Problem statement
From first line to last, write out the data precisely as shown.

╭─ Input material

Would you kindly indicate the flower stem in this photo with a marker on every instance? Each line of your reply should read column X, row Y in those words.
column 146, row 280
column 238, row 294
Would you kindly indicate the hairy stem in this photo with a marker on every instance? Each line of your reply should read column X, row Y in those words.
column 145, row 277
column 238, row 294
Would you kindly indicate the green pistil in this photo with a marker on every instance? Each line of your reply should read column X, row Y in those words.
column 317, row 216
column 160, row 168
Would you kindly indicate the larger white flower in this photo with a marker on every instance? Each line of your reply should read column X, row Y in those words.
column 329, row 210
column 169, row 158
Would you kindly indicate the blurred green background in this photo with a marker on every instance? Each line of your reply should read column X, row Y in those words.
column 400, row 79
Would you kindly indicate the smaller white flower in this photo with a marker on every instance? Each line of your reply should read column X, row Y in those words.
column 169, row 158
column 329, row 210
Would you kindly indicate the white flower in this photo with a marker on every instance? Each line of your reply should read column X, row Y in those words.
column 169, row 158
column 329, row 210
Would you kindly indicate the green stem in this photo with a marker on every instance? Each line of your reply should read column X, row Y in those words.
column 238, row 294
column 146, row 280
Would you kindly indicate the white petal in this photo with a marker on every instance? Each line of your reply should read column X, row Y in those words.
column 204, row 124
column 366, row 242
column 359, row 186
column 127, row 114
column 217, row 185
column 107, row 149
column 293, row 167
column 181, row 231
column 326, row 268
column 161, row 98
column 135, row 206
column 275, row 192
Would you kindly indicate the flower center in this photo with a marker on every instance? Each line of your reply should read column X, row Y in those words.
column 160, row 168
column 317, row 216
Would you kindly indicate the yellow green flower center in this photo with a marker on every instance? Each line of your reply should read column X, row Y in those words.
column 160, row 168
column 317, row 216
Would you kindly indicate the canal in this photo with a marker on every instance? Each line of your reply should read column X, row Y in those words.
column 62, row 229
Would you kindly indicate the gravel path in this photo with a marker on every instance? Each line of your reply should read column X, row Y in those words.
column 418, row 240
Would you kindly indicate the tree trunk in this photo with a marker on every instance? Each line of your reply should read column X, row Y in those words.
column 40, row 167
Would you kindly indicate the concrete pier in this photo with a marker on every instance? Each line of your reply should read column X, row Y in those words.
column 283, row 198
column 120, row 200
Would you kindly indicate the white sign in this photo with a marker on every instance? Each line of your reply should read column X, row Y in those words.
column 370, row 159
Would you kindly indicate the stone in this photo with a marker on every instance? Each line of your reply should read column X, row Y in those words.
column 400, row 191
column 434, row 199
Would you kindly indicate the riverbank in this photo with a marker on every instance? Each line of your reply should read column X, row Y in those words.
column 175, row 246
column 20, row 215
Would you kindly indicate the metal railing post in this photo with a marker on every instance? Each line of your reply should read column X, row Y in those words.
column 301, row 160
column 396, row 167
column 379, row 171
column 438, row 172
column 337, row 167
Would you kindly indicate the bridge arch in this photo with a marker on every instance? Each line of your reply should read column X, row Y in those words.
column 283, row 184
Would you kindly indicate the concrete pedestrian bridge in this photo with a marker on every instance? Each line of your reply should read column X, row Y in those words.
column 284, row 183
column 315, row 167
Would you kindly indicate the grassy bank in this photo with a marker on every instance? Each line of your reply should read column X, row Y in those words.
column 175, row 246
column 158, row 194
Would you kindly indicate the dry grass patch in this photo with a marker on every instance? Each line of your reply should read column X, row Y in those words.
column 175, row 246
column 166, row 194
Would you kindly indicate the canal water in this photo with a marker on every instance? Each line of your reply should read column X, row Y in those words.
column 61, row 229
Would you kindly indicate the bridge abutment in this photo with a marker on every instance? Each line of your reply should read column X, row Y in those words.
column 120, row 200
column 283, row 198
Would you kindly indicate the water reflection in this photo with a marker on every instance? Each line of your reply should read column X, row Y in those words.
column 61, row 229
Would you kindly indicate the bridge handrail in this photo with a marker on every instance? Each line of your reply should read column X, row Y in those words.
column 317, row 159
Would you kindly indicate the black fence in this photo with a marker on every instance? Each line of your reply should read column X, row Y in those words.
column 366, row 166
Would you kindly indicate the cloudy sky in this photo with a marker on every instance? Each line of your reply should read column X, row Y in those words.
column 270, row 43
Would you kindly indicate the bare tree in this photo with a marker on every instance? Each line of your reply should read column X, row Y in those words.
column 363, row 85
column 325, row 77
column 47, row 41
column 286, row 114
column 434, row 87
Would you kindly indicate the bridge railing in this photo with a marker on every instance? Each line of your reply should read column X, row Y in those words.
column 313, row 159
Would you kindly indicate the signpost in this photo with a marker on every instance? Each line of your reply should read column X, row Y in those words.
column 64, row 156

╰─

Solved problem
Would you kindly indicate the flower stem in this photo with a marker on every instance? Each line of your reply should read column X, row Y in those words.
column 146, row 280
column 238, row 294
Would you kindly indicate the hairy stem in this photo with a marker on every instance? Each line of your reply should read column X, row Y in those words.
column 145, row 277
column 238, row 294
Would you kindly indicate the green pistil in this photo with a marker on every instance? Each line of your reply should read column X, row Y in those words.
column 317, row 216
column 160, row 168
Would you kindly indicate the larger white flower in this photo with a marker on every instance? Each line of your reply should read column X, row Y in those words.
column 329, row 210
column 169, row 158
Would you kindly indicate the blurred green background in this photo with a marker on every instance? Each line of your reply should read column X, row Y in those words.
column 400, row 79
Would you kindly indicate the smaller white flower in this photo with a marker on every instance? Each line of your reply should read column X, row Y in those words.
column 169, row 158
column 329, row 210
Would you kindly indicate the white flower in this photo with a marker on every instance? Each line of your reply should read column X, row Y in those words.
column 169, row 158
column 329, row 210
Would you kindly indicate the green stem in this photo with a marker on every instance? Each line of your reply should read column X, row Y in those words.
column 238, row 294
column 146, row 280
Would you kindly indicate the white petal in this photo with a marker on every instance? Each line of your reply should read column X, row Y in those words.
column 204, row 124
column 366, row 242
column 359, row 186
column 127, row 114
column 217, row 185
column 107, row 149
column 293, row 167
column 181, row 231
column 326, row 268
column 161, row 98
column 135, row 206
column 275, row 192
Would you kindly indicate the flower center in this photo with a marker on every instance? Each line of your reply should read column X, row Y in those words.
column 160, row 168
column 317, row 216
Would you kindly indicate the yellow green flower center in this photo with a marker on every instance? Each line of your reply should read column X, row Y in those words.
column 160, row 168
column 317, row 216
Would you kindly indicate the canal in this photo with a marker on every instance? Each line of your reply should read column X, row Y in those words.
column 62, row 229
Would you kindly indicate the gravel path in this photo with a marker on every instance? Each line of your reply should read column X, row Y in those words.
column 418, row 240
Would you kindly indicate the tree trunk in this photo with a marker on every instance? Each line of your reply should read column X, row Y in those words.
column 40, row 167
Would you kindly indicate the concrete pier in this photo with a marker on every instance? Each line of your reply should read column X, row Y in those words.
column 283, row 198
column 120, row 200
Would you kindly indicate the white sign in this photo with a marker on every instance? Each line of your reply should read column X, row Y in those words.
column 370, row 159
Would you kindly indicate the stone in this photo with a marker on every instance? Each line of your reply should read column X, row Y in those words.
column 400, row 191
column 434, row 199
Would you kindly indicate the riverbank in this photo with a marker on every instance? Each line of your reply should read column X, row Y in those words.
column 175, row 246
column 20, row 215
Would you kindly indicate the metal railing post in this photo with a marker on every instance? Each line of your reply should read column X, row Y in those words.
column 301, row 160
column 396, row 167
column 379, row 171
column 438, row 172
column 337, row 167
Would you kindly indicate the bridge arch in this photo with a marker on every instance? Each line of your reply should read column X, row Y in those words.
column 283, row 184
Would you kindly indicate the concrete pedestrian bridge in this photo with a marker on every instance? Each line of your reply should read column X, row Y in those words.
column 284, row 183
column 315, row 167
Would you kindly indicate the grassy bank in this photo with a marker on every instance? Each line of your reply should read column X, row Y in those words.
column 175, row 246
column 158, row 194
Would you kindly indicate the dry grass patch in this photo with a marker on every instance? Each line of your reply should read column X, row Y in those words.
column 175, row 246
column 166, row 194
Would you kindly indicate the canal water in this photo with a marker on every instance? Each line of your reply should read column X, row Y in those words.
column 61, row 229
Would you kindly indicate the bridge abutment in this photo with a marker on every instance? Each line of your reply should read column X, row Y in those words.
column 120, row 200
column 283, row 198
Would you kindly indicate the water reflection in this photo with a marker on every instance? Each line of your reply should read column X, row Y in those words.
column 61, row 229
Would you kindly indicate the bridge handrail in this photo with a marker on every instance? Each line of your reply should read column X, row Y in those words.
column 317, row 159
Would you kindly indicate the black fence in this photo with a marker on every instance? Each line of your reply should read column X, row Y in those words.
column 366, row 166
Would you kindly indicate the cloudy sky in this photo with a marker on every instance? Each line of your reply should read column X, row Y in those words.
column 270, row 43
Would you kindly indicate the bare tree in this photo with a marker on every instance? Each line of your reply should read column X, row Y in those words.
column 363, row 85
column 325, row 77
column 47, row 41
column 286, row 114
column 434, row 87
Would you kindly indicate the bridge railing in this photo with a marker on every instance? Each line of your reply should read column X, row Y in those words.
column 313, row 159
Would you kindly indicate the signpost in this photo with a marker on every instance? Each line of your reply should read column X, row Y in those words.
column 64, row 156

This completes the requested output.